To be done:
Can you pull out the lines of the entries below, word for word, from the very start down to and including the line with "[159, 267, 426, 332]", leaving out any pictures?

Stored items:
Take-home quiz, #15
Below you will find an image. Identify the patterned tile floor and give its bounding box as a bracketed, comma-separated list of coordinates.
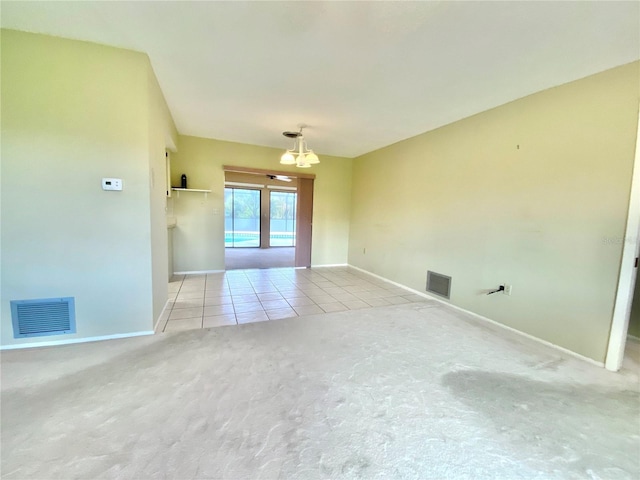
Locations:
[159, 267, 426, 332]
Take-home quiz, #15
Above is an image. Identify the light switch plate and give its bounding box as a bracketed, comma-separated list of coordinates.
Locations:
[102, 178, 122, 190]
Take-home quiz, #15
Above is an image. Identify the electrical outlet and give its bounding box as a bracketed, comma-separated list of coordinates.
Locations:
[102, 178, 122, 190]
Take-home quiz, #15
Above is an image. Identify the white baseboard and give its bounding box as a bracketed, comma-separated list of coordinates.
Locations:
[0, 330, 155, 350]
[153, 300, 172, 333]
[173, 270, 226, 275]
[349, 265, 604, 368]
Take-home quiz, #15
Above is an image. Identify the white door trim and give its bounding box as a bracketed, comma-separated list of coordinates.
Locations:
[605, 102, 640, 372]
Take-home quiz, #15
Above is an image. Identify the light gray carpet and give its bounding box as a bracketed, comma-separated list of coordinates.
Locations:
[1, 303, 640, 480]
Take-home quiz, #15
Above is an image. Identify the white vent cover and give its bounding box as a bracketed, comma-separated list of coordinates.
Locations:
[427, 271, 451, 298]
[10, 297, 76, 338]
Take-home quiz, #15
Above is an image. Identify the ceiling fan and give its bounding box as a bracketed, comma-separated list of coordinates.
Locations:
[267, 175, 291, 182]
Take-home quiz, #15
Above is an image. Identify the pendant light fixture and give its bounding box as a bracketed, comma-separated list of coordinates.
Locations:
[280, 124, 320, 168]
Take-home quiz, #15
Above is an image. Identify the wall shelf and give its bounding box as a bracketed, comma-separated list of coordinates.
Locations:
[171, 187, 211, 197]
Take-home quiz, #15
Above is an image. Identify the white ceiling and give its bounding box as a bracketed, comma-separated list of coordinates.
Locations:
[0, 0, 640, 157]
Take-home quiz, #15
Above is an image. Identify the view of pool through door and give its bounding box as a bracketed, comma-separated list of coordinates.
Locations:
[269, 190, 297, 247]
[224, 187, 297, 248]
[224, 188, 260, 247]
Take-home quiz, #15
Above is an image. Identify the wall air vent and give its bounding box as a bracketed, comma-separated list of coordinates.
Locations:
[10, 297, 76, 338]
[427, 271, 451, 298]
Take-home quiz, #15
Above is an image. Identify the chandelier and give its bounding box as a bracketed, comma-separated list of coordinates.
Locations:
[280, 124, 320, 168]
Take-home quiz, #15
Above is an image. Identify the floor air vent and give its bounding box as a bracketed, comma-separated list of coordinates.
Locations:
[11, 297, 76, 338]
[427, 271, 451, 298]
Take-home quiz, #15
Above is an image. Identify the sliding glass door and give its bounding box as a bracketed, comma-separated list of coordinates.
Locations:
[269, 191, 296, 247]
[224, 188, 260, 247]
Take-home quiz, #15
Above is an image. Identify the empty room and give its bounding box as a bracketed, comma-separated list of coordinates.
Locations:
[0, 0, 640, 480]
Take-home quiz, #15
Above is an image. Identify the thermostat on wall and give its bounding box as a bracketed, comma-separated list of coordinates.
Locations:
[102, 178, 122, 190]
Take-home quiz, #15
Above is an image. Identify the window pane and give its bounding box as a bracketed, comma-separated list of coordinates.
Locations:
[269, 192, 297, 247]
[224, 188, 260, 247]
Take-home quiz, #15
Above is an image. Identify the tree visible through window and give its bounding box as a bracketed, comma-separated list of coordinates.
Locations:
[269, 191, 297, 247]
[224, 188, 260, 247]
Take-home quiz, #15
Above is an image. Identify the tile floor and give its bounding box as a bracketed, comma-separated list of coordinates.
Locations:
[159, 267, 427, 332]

Response below:
Take-home quiz, #15
Below you will find an image. Identify the patterned tile floor and give its bounding box as a bracketed, comma-separated list of coordinates.
Locations:
[159, 267, 426, 332]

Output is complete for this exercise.